**ENTRIES SHOWN**
****

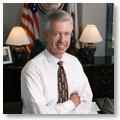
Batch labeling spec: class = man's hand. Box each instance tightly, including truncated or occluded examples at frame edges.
[70,93,80,107]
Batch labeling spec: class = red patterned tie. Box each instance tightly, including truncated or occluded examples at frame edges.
[58,61,68,103]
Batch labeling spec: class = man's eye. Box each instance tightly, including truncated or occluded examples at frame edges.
[53,32,59,36]
[65,33,71,36]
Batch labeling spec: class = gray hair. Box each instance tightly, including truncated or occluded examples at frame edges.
[45,9,73,30]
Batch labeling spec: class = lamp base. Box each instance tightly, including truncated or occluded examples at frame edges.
[13,46,27,64]
[84,43,96,63]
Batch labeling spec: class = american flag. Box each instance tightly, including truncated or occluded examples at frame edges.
[21,3,39,52]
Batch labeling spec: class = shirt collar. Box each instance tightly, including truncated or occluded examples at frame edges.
[45,48,66,65]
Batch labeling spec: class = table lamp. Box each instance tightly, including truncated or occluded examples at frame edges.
[79,24,102,62]
[6,26,30,62]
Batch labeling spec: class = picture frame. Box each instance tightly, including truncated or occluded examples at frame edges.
[3,46,13,64]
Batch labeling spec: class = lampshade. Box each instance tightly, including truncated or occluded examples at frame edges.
[79,24,102,43]
[6,26,30,46]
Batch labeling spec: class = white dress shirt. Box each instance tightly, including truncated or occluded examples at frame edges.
[21,49,97,114]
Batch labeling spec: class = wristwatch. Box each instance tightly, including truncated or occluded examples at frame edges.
[38,3,64,13]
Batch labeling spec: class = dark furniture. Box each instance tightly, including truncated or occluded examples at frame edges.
[3,57,114,114]
[83,57,114,98]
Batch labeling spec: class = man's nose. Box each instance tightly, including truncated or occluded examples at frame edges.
[59,34,65,42]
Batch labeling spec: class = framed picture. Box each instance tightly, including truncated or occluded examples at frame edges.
[3,46,12,64]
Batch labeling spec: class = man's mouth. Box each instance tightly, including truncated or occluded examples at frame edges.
[57,45,65,49]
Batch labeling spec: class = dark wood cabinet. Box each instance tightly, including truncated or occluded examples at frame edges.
[3,64,22,102]
[83,57,114,98]
[3,57,114,114]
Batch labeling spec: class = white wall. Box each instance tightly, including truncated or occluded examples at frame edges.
[3,3,106,56]
[82,3,106,56]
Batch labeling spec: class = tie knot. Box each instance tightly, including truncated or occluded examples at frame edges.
[57,61,63,66]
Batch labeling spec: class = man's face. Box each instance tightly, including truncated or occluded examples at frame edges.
[44,21,72,59]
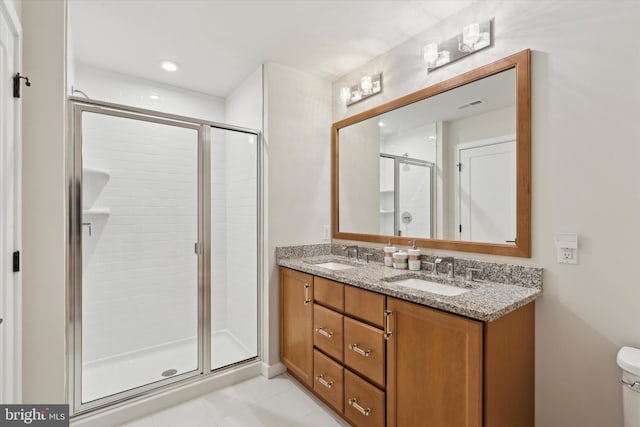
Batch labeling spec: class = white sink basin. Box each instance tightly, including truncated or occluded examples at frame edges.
[393,278,470,297]
[313,261,355,270]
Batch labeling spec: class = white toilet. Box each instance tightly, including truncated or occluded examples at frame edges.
[617,347,640,427]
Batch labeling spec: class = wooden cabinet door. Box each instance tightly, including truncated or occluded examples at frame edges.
[387,298,482,427]
[280,268,313,387]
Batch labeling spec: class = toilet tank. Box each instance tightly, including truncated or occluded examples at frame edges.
[617,347,640,427]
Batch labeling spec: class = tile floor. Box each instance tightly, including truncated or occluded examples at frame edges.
[121,374,349,427]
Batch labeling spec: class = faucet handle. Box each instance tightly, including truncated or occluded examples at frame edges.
[422,261,438,276]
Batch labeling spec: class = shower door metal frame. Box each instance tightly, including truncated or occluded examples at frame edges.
[66,97,263,416]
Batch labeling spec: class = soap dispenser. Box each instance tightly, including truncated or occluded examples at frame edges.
[384,240,396,267]
[407,240,422,271]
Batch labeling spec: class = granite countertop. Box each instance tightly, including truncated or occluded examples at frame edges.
[278,255,542,322]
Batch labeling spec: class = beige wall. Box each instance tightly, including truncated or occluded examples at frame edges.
[333,1,640,427]
[22,0,66,403]
[264,63,331,364]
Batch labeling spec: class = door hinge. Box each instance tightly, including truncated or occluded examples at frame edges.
[13,251,20,273]
[13,73,31,98]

****

**PROBLEM**
Copy the material above line for line, without any changes, and leave out the pictures.

**REPLY TO THE EXERCISE**
Batch labeling spec: class = man's hand. Box each instance tightly, including truncated or occluded examples at frame edges.
[70,93,80,107]
Batch labeling spec: class = red patterned tie. Box each instance tightly, including truncated or occluded examples at frame edges.
[58,61,68,103]
Batch labeling spec: class = man's eye. Box each instance tightly, including truncated or occluded examples at frame edges.
[53,32,59,36]
[65,33,71,36]
Batch labeling spec: class = gray hair. Box each instance tightly, including truncated or occluded examples at frame edges.
[45,9,73,30]
Batch labeling spec: class = lamp base. Box each instance tightly, including truncated or occluded examples at frame edges.
[13,46,27,64]
[84,43,96,63]
Batch labeling spec: class = american flag. Box each instance tightly, including truncated or occluded examples at frame edges.
[21,3,39,52]
Batch labeling spec: class = shirt collar. Box each instance tightly, including truncated or occluded examples at frame edges.
[45,48,66,65]
Batch labeling spec: class = table lamp. Box each instance tightly, including truncated or occluded examples at frame edges.
[79,24,102,62]
[6,26,30,62]
Batch labeling spec: class = picture frame. Box each instance tightly, including truncated or occluded examples at frame edges.
[3,46,13,64]
Batch labeling spec: class = lampshade. Box each instance tightly, including truncated or occluded examples at frame edges.
[79,24,102,43]
[6,26,30,46]
Batch labeling spec: class = white dress shirt. Box each instance tightly, including truncated or occluded examples at frame edges.
[21,49,97,114]
Batch labeling spec: class = wristwatch. Box each instance tightly, including truncated or occluded examples at frame edges.
[38,3,64,13]
Batch labeling spec: class = dark furniture. Box each instance tightly, including truncated or occluded examples at frame edges.
[3,57,114,114]
[83,57,114,98]
Batch labeling spec: class = man's nose. Box each instance tightly, including truncated or occluded examples at frame edges.
[59,34,65,42]
Batch labeling spec: class = framed picture. Box each instance tightly, including truncated or occluded examples at frame edges.
[3,46,12,64]
Batch labeling spec: class = man's mouth. Box each instance tightly, including truncated or occluded examples at frame edges.
[57,45,65,49]
Batch labeling spec: class = dark wood cabinet. Box each instance tightly, including truncated or occluded examples at frame edges.
[3,64,22,102]
[83,57,114,98]
[3,57,114,114]
Batch labeling spec: class = white wall. Box each instance tightly, including truncated or occluded examples at frame edges.
[3,3,106,56]
[82,3,106,56]
Batch labeling spec: class = tie knot. Box each instance tightly, including truncated or occluded examples at frame edges.
[57,61,63,66]
Batch labeling spec: class = man's face. Box each instance tightly, including truncated or occluded examples at frame edges.
[44,21,72,59]
Batch labeling spec: class = white sink basin. Box each instance tightly, including truncated or occluded examples at frame edges.
[393,278,470,297]
[313,261,355,270]
Batch labeling spec: class = white toilet. Box each instance tightly, including truncated or occluded examples at frame edges.
[617,347,640,427]
Batch labeling spec: class = wooden cabinet door. Box each instance tightly, including truncated or occluded examples at frame edges.
[387,298,482,427]
[280,268,313,387]
Batch labeling spec: class = toilet tank. Box each instance tightly, including truncated or occluded examples at frame edges.
[617,347,640,427]
Batch labeling spec: class = tile floor. Box each instance tightly, including truncated or occluded examples at frame edges.
[121,374,349,427]
Batch labeling spec: class = faucet handle. Box each instance tightly, including truncated or occluded examples at frame edges.
[422,261,438,276]
Batch labeling spec: class = shower door metal frame. Box each instance tightly, including truncated or occluded examples at frame edges.
[66,97,263,416]
Batch labeling spec: class = soap dispenser. Box each instance tightly, including truncated or occluded examples at frame edges.
[384,240,396,267]
[407,240,422,271]
Batch labeling spec: class = granite countertop. Box each instance tightly, including truncated or occluded examples at frame edges.
[278,255,542,322]
Batch labeling spec: class = beige wall. Box each instance tightly, including truncated or occluded examples at frame edges.
[333,1,640,427]
[22,0,66,403]
[264,63,331,364]
Batch labeling spec: class = door hinge. Box each instance tightly, including truncated or occluded examples at frame edges.
[13,251,20,273]
[13,73,31,98]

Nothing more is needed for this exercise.